Task requirements
- 1) Please rewrite the part of the Telewest filing starting at "Check the appropriate" and ending at "(17 CFR 240.14d-2(b))", with "Soliciting material" changed to "Solicitation material".
- 2) How does the Telewest filing define "simple cash flow"?
- 3) Summarize the Telewest filing in two sentences.

Document extract
##########

UNITED STATES
                     SECURITIES AND EXCHANGE COMMISSION
                           Washington, D.C. 20549

                                  FORM 8-K

                               CURRENT REPORT

                   Pursuant to Section 13 or 15(d) of the
                      Securities Exchange Act of 1934

    Date of Report (Date of earliest event reported): February 3, 2005

                           TELEWEST GLOBAL, INC.

           (Exact name of registrant as specified in its charter)

       Delaware            File No. 000-50886         59-3778247
       (State of        (Commission File Number)     (IRS Employer
    incorporation)                                Identification No.)

                         160 Great Portland Street

                       London W1W 5QA, United Kingdom
                  ---------------------------------------
            (Address of principal executive offices) (zip code)

    Registrant's telephone number, including area code: +44-20-7299-5000

Check the appropriate box below if the Form 8-K filing is
intended to simultaneously satisfy the filing obligation of the
registrant under any of the following provisions:

[  ]  Written communications pursuant to Rule 425 under the
Securities Act (17 CFR 230.425)

[  ]  Soliciting material pursuant to Rule 14a-12 under the
Exchange Act (17 CFR 240.14a-12)

[  ]  Pre-commencement communications pursuant to Rule 14d-2(b)
under the Exchange Act
(17 CFR 240.14d-2(b))

[  ]  Pre-commencement communications pursuant to Rule 13e-4(c)
under the Exchange Act
(17 CFR 240.13e-4(c))




ITEM 1.01  ENTRY INTO A MATERIAL DEFINITIVE AGREEMENT

1.   ADOPTION OF FISCAL YEAR 2005 BONUS PLAN AND ESTABLISHMENT OF
PERFORMANCE CRITERIA

     On February 3, 2005, the Compensation Committee (the "Committee") of
the Board of Directors of Telewest Global, Inc. (the "Company") adopted a
company-wide bonus plan for fiscal year 2005 (the "2005 Plan"). The 2005
Plan establishes performance criteria and target bonus amounts for all plan
participants (including the Company's executive officers) with respect to
their fiscal year 2005 bonuses. The performance criteria for the Company's
executive officers consist of simple cash flow (on which 50% of the bonus
will be based), net subscriber additions (on which 25% of the bonus will be
based) and EBITDA (on which 25% of the bonus will be based). For this
purpose, "simple cash flow" is defined as EBITDA less capital expenditures
during the relevant measurement period. The performance criteria for other
participants in the 2005 Plan consist of these and other performance goals
that the Committee determined were appropriate to the Company's different
business units.

##########

Data
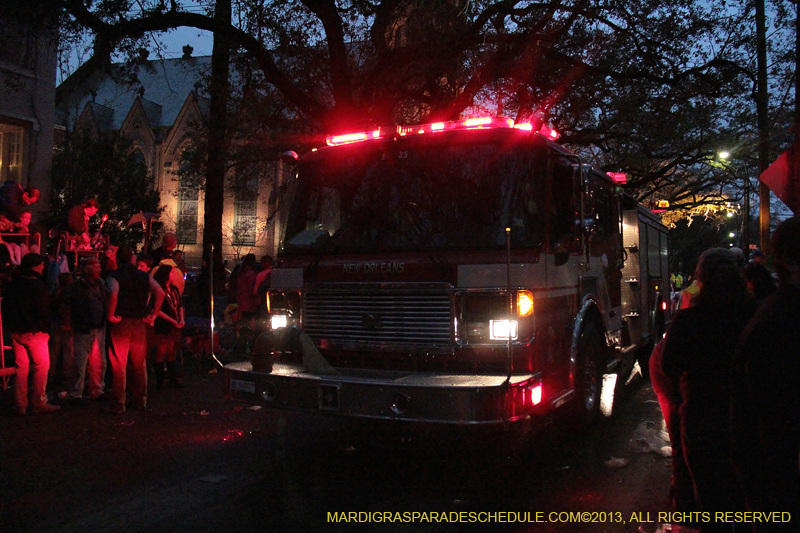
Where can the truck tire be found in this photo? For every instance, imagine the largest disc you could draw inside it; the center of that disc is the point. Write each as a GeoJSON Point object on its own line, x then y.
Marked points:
{"type": "Point", "coordinates": [589, 374]}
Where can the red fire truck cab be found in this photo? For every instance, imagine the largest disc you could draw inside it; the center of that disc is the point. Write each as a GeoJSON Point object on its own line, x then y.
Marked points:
{"type": "Point", "coordinates": [468, 272]}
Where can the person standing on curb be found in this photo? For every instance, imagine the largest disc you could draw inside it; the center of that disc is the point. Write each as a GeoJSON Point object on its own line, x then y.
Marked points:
{"type": "Point", "coordinates": [128, 315]}
{"type": "Point", "coordinates": [85, 316]}
{"type": "Point", "coordinates": [27, 309]}
{"type": "Point", "coordinates": [766, 391]}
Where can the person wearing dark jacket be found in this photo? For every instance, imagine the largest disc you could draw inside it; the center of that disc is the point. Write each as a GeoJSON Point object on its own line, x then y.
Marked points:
{"type": "Point", "coordinates": [698, 359]}
{"type": "Point", "coordinates": [26, 307]}
{"type": "Point", "coordinates": [128, 315]}
{"type": "Point", "coordinates": [766, 391]}
{"type": "Point", "coordinates": [85, 317]}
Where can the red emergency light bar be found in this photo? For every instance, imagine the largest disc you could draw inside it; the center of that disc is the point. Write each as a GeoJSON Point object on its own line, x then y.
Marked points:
{"type": "Point", "coordinates": [618, 177]}
{"type": "Point", "coordinates": [434, 127]}
{"type": "Point", "coordinates": [336, 140]}
{"type": "Point", "coordinates": [468, 124]}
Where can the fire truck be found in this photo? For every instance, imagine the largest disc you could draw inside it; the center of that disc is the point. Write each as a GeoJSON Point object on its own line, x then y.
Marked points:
{"type": "Point", "coordinates": [470, 272]}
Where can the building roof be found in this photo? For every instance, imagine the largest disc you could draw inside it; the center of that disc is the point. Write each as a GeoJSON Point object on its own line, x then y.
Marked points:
{"type": "Point", "coordinates": [162, 84]}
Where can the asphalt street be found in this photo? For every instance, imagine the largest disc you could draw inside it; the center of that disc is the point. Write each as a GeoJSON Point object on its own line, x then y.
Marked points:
{"type": "Point", "coordinates": [197, 462]}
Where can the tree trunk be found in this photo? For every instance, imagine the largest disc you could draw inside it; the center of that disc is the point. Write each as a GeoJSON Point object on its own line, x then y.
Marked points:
{"type": "Point", "coordinates": [217, 145]}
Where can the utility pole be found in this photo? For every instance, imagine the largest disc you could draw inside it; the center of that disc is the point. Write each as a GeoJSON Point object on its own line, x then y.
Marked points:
{"type": "Point", "coordinates": [762, 102]}
{"type": "Point", "coordinates": [217, 141]}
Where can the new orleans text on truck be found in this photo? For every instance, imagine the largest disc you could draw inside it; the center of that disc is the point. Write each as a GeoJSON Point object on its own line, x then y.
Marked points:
{"type": "Point", "coordinates": [466, 272]}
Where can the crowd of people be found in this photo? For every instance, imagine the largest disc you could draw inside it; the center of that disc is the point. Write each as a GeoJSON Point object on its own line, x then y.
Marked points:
{"type": "Point", "coordinates": [727, 377]}
{"type": "Point", "coordinates": [117, 310]}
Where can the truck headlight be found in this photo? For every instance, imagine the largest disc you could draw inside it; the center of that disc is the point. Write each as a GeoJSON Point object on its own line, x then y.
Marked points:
{"type": "Point", "coordinates": [499, 330]}
{"type": "Point", "coordinates": [284, 308]}
{"type": "Point", "coordinates": [483, 316]}
{"type": "Point", "coordinates": [278, 321]}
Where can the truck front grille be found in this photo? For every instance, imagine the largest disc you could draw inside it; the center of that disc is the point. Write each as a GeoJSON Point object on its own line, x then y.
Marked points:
{"type": "Point", "coordinates": [390, 320]}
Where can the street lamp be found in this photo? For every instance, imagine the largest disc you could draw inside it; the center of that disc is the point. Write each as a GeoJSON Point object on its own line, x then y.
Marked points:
{"type": "Point", "coordinates": [745, 229]}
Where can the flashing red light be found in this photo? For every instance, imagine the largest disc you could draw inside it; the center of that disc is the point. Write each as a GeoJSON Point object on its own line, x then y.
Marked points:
{"type": "Point", "coordinates": [548, 132]}
{"type": "Point", "coordinates": [618, 177]}
{"type": "Point", "coordinates": [453, 125]}
{"type": "Point", "coordinates": [348, 138]}
{"type": "Point", "coordinates": [660, 206]}
{"type": "Point", "coordinates": [536, 394]}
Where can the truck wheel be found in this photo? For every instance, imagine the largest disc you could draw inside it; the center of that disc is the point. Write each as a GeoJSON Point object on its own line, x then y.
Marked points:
{"type": "Point", "coordinates": [589, 373]}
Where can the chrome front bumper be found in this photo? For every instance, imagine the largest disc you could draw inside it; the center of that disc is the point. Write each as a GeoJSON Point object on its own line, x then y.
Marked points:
{"type": "Point", "coordinates": [387, 395]}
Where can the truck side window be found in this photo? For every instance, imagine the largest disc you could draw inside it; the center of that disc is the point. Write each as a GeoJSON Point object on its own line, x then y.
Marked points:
{"type": "Point", "coordinates": [561, 207]}
{"type": "Point", "coordinates": [602, 238]}
{"type": "Point", "coordinates": [527, 220]}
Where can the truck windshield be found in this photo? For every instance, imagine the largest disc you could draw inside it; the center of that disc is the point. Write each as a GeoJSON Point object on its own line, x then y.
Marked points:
{"type": "Point", "coordinates": [372, 199]}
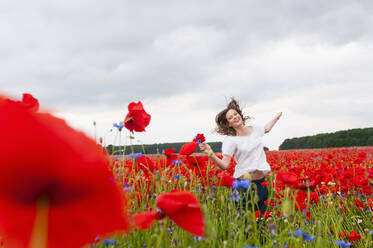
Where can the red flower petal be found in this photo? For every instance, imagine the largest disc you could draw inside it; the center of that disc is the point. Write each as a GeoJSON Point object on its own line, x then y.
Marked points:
{"type": "Point", "coordinates": [287, 178]}
{"type": "Point", "coordinates": [188, 148]}
{"type": "Point", "coordinates": [62, 164]}
{"type": "Point", "coordinates": [183, 209]}
{"type": "Point", "coordinates": [169, 151]}
{"type": "Point", "coordinates": [137, 119]}
{"type": "Point", "coordinates": [144, 220]}
{"type": "Point", "coordinates": [30, 102]}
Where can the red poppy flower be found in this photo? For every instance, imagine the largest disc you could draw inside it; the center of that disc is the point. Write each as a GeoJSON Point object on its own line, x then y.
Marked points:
{"type": "Point", "coordinates": [287, 178]}
{"type": "Point", "coordinates": [181, 207]}
{"type": "Point", "coordinates": [188, 148]}
{"type": "Point", "coordinates": [42, 157]}
{"type": "Point", "coordinates": [30, 102]}
{"type": "Point", "coordinates": [137, 119]}
{"type": "Point", "coordinates": [169, 151]}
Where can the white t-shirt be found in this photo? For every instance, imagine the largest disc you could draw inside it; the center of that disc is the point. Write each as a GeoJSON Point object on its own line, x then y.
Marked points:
{"type": "Point", "coordinates": [248, 151]}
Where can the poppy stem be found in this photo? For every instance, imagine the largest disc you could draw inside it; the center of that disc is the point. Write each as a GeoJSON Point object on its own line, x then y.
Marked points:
{"type": "Point", "coordinates": [39, 235]}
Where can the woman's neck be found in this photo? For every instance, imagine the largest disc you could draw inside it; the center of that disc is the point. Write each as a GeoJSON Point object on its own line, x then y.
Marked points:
{"type": "Point", "coordinates": [242, 131]}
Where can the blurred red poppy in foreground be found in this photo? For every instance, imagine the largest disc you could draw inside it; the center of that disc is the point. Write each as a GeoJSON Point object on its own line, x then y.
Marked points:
{"type": "Point", "coordinates": [181, 207]}
{"type": "Point", "coordinates": [137, 119]}
{"type": "Point", "coordinates": [42, 158]}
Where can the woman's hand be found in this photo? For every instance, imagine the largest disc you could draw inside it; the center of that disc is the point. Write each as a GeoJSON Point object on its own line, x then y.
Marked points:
{"type": "Point", "coordinates": [278, 115]}
{"type": "Point", "coordinates": [205, 148]}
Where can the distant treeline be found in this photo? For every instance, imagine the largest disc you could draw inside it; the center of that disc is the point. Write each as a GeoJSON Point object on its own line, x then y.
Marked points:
{"type": "Point", "coordinates": [346, 138]}
{"type": "Point", "coordinates": [158, 148]}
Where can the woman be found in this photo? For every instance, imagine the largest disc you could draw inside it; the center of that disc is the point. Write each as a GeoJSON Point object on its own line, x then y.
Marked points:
{"type": "Point", "coordinates": [245, 143]}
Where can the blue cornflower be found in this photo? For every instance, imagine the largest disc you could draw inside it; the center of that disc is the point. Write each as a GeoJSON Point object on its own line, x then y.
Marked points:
{"type": "Point", "coordinates": [137, 155]}
{"type": "Point", "coordinates": [120, 125]}
{"type": "Point", "coordinates": [110, 242]}
{"type": "Point", "coordinates": [245, 184]}
{"type": "Point", "coordinates": [298, 232]}
{"type": "Point", "coordinates": [341, 243]}
{"type": "Point", "coordinates": [235, 196]}
{"type": "Point", "coordinates": [307, 237]}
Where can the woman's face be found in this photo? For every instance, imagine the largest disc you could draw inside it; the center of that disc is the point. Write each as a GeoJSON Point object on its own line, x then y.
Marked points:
{"type": "Point", "coordinates": [234, 119]}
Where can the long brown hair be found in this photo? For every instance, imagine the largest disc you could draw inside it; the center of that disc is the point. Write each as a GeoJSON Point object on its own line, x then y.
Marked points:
{"type": "Point", "coordinates": [222, 122]}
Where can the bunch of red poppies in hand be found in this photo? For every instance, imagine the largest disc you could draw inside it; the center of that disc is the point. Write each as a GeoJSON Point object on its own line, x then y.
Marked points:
{"type": "Point", "coordinates": [189, 148]}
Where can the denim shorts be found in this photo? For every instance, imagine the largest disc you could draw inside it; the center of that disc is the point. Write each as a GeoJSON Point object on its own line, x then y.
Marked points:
{"type": "Point", "coordinates": [256, 187]}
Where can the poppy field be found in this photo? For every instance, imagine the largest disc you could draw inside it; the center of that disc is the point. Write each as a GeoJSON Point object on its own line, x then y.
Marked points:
{"type": "Point", "coordinates": [65, 191]}
{"type": "Point", "coordinates": [317, 198]}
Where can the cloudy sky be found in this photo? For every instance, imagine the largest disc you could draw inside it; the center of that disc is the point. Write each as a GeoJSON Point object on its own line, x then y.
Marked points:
{"type": "Point", "coordinates": [87, 60]}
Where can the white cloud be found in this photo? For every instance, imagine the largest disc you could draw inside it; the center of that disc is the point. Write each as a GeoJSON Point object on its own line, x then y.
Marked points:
{"type": "Point", "coordinates": [87, 60]}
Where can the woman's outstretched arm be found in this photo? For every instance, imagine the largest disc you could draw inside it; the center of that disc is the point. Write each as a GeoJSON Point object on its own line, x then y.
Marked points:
{"type": "Point", "coordinates": [221, 163]}
{"type": "Point", "coordinates": [270, 124]}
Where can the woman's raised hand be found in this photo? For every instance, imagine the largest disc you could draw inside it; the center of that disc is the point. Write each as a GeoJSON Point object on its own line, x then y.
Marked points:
{"type": "Point", "coordinates": [205, 148]}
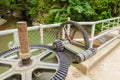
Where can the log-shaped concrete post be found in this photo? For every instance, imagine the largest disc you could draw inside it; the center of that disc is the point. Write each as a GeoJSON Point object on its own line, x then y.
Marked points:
{"type": "Point", "coordinates": [24, 44]}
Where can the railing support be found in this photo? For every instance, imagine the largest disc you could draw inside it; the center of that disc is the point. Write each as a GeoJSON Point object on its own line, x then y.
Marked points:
{"type": "Point", "coordinates": [41, 34]}
{"type": "Point", "coordinates": [24, 44]}
{"type": "Point", "coordinates": [92, 35]}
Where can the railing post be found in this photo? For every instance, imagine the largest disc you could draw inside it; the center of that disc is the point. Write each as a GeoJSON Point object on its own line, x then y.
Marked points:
{"type": "Point", "coordinates": [102, 26]}
{"type": "Point", "coordinates": [92, 35]}
{"type": "Point", "coordinates": [16, 38]}
{"type": "Point", "coordinates": [68, 26]}
{"type": "Point", "coordinates": [41, 34]}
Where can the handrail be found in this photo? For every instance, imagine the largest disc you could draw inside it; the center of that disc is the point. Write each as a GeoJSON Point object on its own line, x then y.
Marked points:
{"type": "Point", "coordinates": [105, 23]}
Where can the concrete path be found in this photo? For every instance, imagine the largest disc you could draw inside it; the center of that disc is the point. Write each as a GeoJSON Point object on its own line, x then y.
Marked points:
{"type": "Point", "coordinates": [109, 68]}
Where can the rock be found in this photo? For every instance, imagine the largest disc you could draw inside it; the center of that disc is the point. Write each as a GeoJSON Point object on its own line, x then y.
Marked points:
{"type": "Point", "coordinates": [2, 21]}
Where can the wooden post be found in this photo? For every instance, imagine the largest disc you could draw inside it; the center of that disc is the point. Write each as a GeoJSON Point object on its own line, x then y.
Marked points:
{"type": "Point", "coordinates": [24, 44]}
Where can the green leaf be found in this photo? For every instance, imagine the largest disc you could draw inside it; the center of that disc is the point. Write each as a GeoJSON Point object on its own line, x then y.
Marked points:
{"type": "Point", "coordinates": [78, 8]}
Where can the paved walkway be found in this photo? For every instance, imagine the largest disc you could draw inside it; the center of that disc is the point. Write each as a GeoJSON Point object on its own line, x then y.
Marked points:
{"type": "Point", "coordinates": [107, 69]}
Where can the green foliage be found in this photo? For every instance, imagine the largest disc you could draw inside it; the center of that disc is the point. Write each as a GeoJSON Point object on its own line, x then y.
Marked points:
{"type": "Point", "coordinates": [53, 11]}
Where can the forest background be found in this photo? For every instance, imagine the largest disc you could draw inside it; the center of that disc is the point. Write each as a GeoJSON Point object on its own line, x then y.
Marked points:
{"type": "Point", "coordinates": [54, 11]}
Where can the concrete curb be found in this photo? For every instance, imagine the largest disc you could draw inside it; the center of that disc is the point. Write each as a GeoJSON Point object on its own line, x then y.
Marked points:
{"type": "Point", "coordinates": [86, 66]}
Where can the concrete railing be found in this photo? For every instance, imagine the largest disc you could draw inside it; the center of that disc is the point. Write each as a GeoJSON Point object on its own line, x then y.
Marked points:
{"type": "Point", "coordinates": [107, 26]}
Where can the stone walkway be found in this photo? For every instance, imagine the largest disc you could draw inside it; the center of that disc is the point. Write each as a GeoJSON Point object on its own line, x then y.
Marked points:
{"type": "Point", "coordinates": [106, 69]}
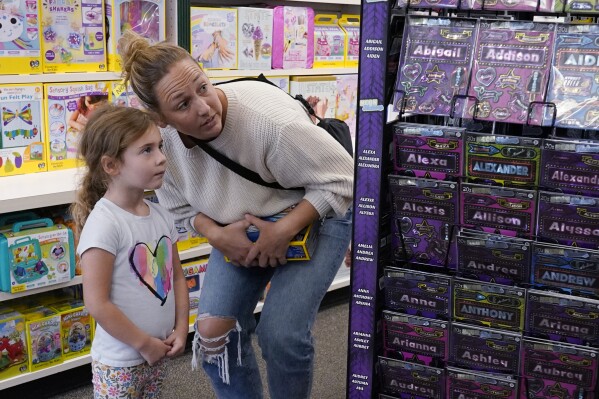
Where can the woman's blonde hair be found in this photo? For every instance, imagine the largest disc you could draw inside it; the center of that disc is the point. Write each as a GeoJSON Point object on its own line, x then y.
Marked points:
{"type": "Point", "coordinates": [108, 132]}
{"type": "Point", "coordinates": [145, 64]}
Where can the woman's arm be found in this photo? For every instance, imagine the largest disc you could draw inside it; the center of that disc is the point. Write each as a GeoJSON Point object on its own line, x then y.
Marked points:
{"type": "Point", "coordinates": [97, 266]}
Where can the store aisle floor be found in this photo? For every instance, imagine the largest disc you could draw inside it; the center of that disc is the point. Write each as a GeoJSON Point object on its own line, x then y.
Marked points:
{"type": "Point", "coordinates": [330, 333]}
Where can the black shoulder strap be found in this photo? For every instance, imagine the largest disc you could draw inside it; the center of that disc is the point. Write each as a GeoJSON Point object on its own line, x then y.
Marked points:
{"type": "Point", "coordinates": [239, 169]}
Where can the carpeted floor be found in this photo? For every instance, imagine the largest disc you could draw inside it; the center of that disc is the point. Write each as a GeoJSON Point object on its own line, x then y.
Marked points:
{"type": "Point", "coordinates": [330, 334]}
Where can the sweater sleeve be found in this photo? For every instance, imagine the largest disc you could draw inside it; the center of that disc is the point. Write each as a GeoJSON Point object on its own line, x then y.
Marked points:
{"type": "Point", "coordinates": [306, 155]}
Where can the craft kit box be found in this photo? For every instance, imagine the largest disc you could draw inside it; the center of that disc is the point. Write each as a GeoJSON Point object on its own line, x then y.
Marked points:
{"type": "Point", "coordinates": [73, 37]}
{"type": "Point", "coordinates": [254, 46]}
{"type": "Point", "coordinates": [146, 17]}
{"type": "Point", "coordinates": [214, 37]}
{"type": "Point", "coordinates": [20, 49]}
{"type": "Point", "coordinates": [33, 256]}
{"type": "Point", "coordinates": [67, 106]}
{"type": "Point", "coordinates": [22, 139]}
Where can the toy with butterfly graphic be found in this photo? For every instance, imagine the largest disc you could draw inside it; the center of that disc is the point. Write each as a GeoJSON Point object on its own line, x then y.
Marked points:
{"type": "Point", "coordinates": [22, 148]}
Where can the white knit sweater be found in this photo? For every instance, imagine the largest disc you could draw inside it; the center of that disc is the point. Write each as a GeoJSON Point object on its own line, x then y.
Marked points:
{"type": "Point", "coordinates": [270, 133]}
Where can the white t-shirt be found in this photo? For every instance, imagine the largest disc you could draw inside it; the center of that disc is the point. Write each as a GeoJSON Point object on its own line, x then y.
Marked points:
{"type": "Point", "coordinates": [142, 277]}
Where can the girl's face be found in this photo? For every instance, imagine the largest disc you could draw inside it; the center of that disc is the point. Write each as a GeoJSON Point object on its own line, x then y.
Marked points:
{"type": "Point", "coordinates": [189, 103]}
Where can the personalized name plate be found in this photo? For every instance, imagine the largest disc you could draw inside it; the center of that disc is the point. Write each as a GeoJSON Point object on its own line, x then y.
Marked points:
{"type": "Point", "coordinates": [569, 219]}
{"type": "Point", "coordinates": [511, 68]}
{"type": "Point", "coordinates": [417, 293]}
{"type": "Point", "coordinates": [406, 380]}
{"type": "Point", "coordinates": [567, 269]}
{"type": "Point", "coordinates": [491, 305]}
{"type": "Point", "coordinates": [426, 211]}
{"type": "Point", "coordinates": [507, 160]}
{"type": "Point", "coordinates": [498, 210]}
{"type": "Point", "coordinates": [435, 64]}
{"type": "Point", "coordinates": [484, 349]}
{"type": "Point", "coordinates": [468, 384]}
{"type": "Point", "coordinates": [571, 167]}
{"type": "Point", "coordinates": [562, 318]}
{"type": "Point", "coordinates": [494, 258]}
{"type": "Point", "coordinates": [428, 151]}
{"type": "Point", "coordinates": [556, 370]}
{"type": "Point", "coordinates": [573, 86]}
{"type": "Point", "coordinates": [415, 339]}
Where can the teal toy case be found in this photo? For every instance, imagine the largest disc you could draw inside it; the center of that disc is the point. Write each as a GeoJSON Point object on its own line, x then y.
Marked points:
{"type": "Point", "coordinates": [35, 253]}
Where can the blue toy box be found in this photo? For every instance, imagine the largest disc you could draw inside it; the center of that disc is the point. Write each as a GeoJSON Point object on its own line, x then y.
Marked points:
{"type": "Point", "coordinates": [34, 254]}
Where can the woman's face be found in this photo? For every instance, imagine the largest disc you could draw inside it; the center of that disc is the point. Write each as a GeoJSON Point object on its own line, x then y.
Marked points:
{"type": "Point", "coordinates": [189, 103]}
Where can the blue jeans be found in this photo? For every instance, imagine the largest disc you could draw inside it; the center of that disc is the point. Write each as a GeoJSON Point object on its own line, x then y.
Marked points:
{"type": "Point", "coordinates": [284, 330]}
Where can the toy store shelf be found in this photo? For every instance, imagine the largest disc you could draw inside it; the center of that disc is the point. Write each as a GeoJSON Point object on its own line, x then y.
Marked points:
{"type": "Point", "coordinates": [36, 190]}
{"type": "Point", "coordinates": [24, 378]}
{"type": "Point", "coordinates": [5, 296]}
{"type": "Point", "coordinates": [214, 73]}
{"type": "Point", "coordinates": [60, 77]}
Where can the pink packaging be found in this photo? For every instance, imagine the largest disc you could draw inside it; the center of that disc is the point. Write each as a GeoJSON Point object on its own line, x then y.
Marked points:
{"type": "Point", "coordinates": [293, 37]}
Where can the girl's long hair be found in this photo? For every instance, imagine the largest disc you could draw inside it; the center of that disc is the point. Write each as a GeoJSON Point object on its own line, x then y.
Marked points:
{"type": "Point", "coordinates": [108, 133]}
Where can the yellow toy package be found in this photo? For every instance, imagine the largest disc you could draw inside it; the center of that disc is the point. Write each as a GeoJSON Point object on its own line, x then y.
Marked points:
{"type": "Point", "coordinates": [22, 139]}
{"type": "Point", "coordinates": [20, 50]}
{"type": "Point", "coordinates": [73, 36]}
{"type": "Point", "coordinates": [67, 107]}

##########

Expected responses
- 1)
Check the appropriate box below if the Form 8-K filing is
intended to simultaneously satisfy the filing obligation of the
registrant under any of the following provisions:

[  ]  Written communications pursuant to Rule 425 under the
Securities Act (17 CFR 230.425)

[  ]  Solicitation material pursuant to Rule 14a-12 under the
Exchange Act (17 CFR 240.14a-12)

[  ]  Pre-commencement communications pursuant to Rule 14d-2(b)
under the Exchange Act
(17 CFR 240.14d-2(b))

- 2) Simple cash flow is EBITDA less capital expenditures during the relevant measurement period.

- 3) Telewest Global, Inc. filed this Form 8-K current report, dated February 3, 2005, to report that its Board's Compensation Committee adopted a company-wide bonus plan for fiscal year 2005 that sets performance criteria and target bonus amounts for all participants. Executive officers' bonuses are based 50% on simple cash flow, 25% on net subscriber additions and 25% on EBITDA, while other participants' criteria include these and other goals suited to the company's different business units.